* Extrait fourni
Ainsi son " Plan agro-écologique ", qu'il a présenté à l'issue de la journée d'échange " Agricultures : produisons autrement " qui s'est tenue en décembre à Paris, va amener tous les acteurs du monde agricole, enseignants , chercheurs, producteurs... à changer profondément leurs habitudes.
Regrouper les expériences
Une plateforme web participative " contribuez-produisons-autrement.fr " va tout d'abord être mise en place dans les prochaines semaines afin de regrouper et de capitaliser les expériences concrètes en matière d'agro-écologie, et de structurer les connaissances en dépassant les approches cloisonnées. Tous les réseaux existants auront à mobiliser leurs membres pour alimenter cette plateforme. La mission, confiée à Marion Guillou, présidente d'Agreenium, devra permettre d'identifier des pratiques écologiques dont les agriculteurs pourront s'inspirer pour construire des systèmes adaptés à leurs exploitations.
Privilégier le développement de l'agro-écologie
Par ailleurs l'agro-écologie va être au coeur des contrats d'objectifs entre l'Etat et les Instituts techniques agricoles qui seront signés en 2013. Elle sera aussi une nouvelle priorité pour l'INRA, l'IRSTEA et le CIRAD. Les crédits du CASDAR seront réorientés en ce sens dans le cadre du prochain programme national de développement agricole (PNDAR) 2014-2020.
Dès 2013, sans attendre ce prochain programme, au moins 3 millions d'euros seront mis au service du projet agro-écologique.

* Votre travail
- 1) Citez mot pour mot le passage de l'extrait sur le plan agro-écologique qui s'ouvre sur les mots contenant « Privilégier le développement » et se clôt sur « agricole (PNDAR) 2014-2020. ».
- 2) D'après l'extrait sur le plan agro-écologique, quelle somme minimale sera mise au service du projet agro-écologique dès 2013 ?
Les enregistrements n'ont aucun rôle dans ce travail.

* Enregistrements fournis
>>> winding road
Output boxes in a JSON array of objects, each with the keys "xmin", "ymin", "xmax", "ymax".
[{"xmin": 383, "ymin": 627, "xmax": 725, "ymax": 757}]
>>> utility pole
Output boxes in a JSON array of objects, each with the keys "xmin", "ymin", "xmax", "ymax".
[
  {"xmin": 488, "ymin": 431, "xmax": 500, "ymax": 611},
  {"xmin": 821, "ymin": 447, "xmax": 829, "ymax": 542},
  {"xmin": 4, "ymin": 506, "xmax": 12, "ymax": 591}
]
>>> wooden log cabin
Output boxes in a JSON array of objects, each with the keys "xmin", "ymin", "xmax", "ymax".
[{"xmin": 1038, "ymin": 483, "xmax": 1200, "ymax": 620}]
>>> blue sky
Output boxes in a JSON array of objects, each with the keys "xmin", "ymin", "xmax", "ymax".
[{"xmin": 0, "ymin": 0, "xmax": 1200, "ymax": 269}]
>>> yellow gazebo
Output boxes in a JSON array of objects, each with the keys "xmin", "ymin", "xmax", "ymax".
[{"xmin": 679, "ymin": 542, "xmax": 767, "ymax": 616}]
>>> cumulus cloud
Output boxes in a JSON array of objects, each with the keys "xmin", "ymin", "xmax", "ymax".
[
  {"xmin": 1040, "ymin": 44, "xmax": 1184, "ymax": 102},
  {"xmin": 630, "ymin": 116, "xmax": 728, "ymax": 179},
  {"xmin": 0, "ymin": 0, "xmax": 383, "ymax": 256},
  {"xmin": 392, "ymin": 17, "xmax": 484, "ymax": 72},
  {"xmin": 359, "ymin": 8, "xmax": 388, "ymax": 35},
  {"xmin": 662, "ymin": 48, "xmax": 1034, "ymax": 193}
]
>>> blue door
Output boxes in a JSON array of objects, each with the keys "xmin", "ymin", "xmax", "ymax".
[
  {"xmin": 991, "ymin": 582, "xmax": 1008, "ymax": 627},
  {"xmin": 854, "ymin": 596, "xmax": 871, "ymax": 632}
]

* Résultats attendus
- 1)
Privilégier le développement de l'agro-écologie
Par ailleurs l'agro-écologie va être au coeur des contrats d'objectifs entre l'Etat et les Instituts techniques agricoles qui seront signés en 2013. Elle sera aussi une nouvelle priorité pour l'INRA, l'IRSTEA et le CIRAD. Les crédits du CASDAR seront réorientés en ce sens dans le cadre du prochain programme national de développement agricole (PNDAR) 2014-2020.

- 2) Au moins 3 millions d'euros.